TASK BRIEF:
These entries are to be set down again exactly.

AVAILABLE RECORDS:

[Start of Attachment]

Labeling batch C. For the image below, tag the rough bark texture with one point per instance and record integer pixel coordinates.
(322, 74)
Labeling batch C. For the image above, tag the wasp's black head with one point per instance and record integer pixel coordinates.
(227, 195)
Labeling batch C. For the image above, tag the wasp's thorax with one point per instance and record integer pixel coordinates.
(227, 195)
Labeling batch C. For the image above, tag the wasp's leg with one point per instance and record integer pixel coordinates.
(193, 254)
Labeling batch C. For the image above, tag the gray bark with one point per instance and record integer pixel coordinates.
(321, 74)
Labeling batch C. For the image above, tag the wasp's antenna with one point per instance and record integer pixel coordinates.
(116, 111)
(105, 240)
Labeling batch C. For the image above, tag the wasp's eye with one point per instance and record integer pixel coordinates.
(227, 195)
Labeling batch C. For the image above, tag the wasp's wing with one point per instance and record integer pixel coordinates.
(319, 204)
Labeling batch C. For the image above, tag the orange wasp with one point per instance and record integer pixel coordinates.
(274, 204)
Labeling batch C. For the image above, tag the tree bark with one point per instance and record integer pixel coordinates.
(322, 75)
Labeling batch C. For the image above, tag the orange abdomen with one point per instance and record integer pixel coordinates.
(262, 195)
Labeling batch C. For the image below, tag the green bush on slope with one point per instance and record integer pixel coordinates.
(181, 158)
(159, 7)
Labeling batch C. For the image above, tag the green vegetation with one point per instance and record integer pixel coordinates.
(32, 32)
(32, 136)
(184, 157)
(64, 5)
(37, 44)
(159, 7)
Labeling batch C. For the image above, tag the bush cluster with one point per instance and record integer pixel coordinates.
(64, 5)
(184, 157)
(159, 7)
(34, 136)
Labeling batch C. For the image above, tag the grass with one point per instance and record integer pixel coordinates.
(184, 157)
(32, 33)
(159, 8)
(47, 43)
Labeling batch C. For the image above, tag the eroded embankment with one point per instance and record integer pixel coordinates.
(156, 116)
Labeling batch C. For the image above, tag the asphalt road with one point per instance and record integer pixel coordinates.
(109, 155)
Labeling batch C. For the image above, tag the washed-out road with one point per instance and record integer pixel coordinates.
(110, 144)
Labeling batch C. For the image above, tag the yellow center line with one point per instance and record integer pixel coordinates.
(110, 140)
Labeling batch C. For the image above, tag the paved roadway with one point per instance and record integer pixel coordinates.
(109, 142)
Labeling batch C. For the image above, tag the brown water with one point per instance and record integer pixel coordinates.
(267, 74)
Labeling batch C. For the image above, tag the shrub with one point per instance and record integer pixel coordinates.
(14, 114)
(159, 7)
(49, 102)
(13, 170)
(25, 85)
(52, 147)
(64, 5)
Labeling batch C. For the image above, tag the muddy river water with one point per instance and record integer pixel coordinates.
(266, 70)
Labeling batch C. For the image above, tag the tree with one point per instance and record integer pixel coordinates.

[End of Attachment]

RESPONSE:
Labeling batch C. For the image below, tag the rough bark texture with one point per instance and record integer pixel coordinates.
(322, 74)
Labeling batch C. For the image above, tag the wasp's black head with one point per instance and record integer pixel coordinates.
(227, 195)
Labeling batch C. For the image above, tag the wasp's thorax with one point per instance and record integer pixel coordinates.
(227, 195)
Labeling batch C. For the image above, tag the wasp's leg with one point per instance and record integer pixel coordinates.
(193, 254)
Labeling batch C. For the image above, tag the gray bark with one point per instance and record integer pixel coordinates.
(321, 74)
Labeling batch C. For the image above, tag the wasp's antenna with one point per instance and record integer pixel coordinates.
(116, 111)
(105, 240)
Labeling batch C. For the image above, tag the wasp's eye with one point per instance and record integer pixel coordinates.
(227, 195)
Labeling batch C. For the image above, tag the wasp's wing with one point per instance and record integer pixel coordinates.
(319, 204)
Labeling batch C. For the image above, tag the orange wasp with one point per instance and record integer pixel coordinates.
(274, 204)
Labeling batch C. For the image above, tag the tree bark with one point per instance and record integer pixel coordinates.
(322, 75)
Labeling batch C. For the image above, tag the orange abdomen with one point per instance and record integer pixel coordinates.
(262, 195)
Labeling batch C. For the image below, tag the green bush on slope with one point per instance and record integer pixel coordinates.
(181, 158)
(159, 7)
Labeling batch C. For the image above, tag the green vegetation with one point per instance and record integer pixel coordinates.
(32, 32)
(32, 136)
(184, 157)
(64, 5)
(37, 44)
(159, 7)
Labeling batch C. For the image above, tag the bush cluster with one point per instance and record integer pixel coordinates.
(64, 5)
(184, 157)
(159, 7)
(34, 136)
Labeling batch C. For the image above, tag the grass with one point per instance and record integer pixel coordinates.
(184, 157)
(32, 33)
(159, 8)
(47, 43)
Labeling batch C. For the image above, tag the eroded embankment with one point per instance and record integer pixel coordinates.
(156, 116)
Labeling batch C. For the image above, tag the asphalt road with one point per instance and record integer pixel coordinates.
(109, 155)
Labeling batch C. For the image above, tag the washed-out road with one point per instance and record integer pixel coordinates.
(110, 144)
Labeling batch C. For the image above, tag the yellow center line with one point per instance and record integer pixel coordinates.
(110, 140)
Labeling batch C. For the image above, tag the paved roadway with one point per instance and record integer pixel coordinates.
(109, 142)
Labeling batch C. For the image above, tag the brown water with one point per instance and record integer pixel coordinates.
(267, 74)
Labeling batch C. For the image above, tag the shrub with one point per instance and record integer pixel coordinates.
(14, 114)
(159, 7)
(49, 102)
(13, 170)
(25, 85)
(52, 147)
(64, 5)
Labeling batch C. For the image above, tag the muddy river water with one point per instance and record integer pixel coordinates.
(266, 70)
Labeling batch C. For the image above, tag the tree with one point per instance and record integer pixel coordinates.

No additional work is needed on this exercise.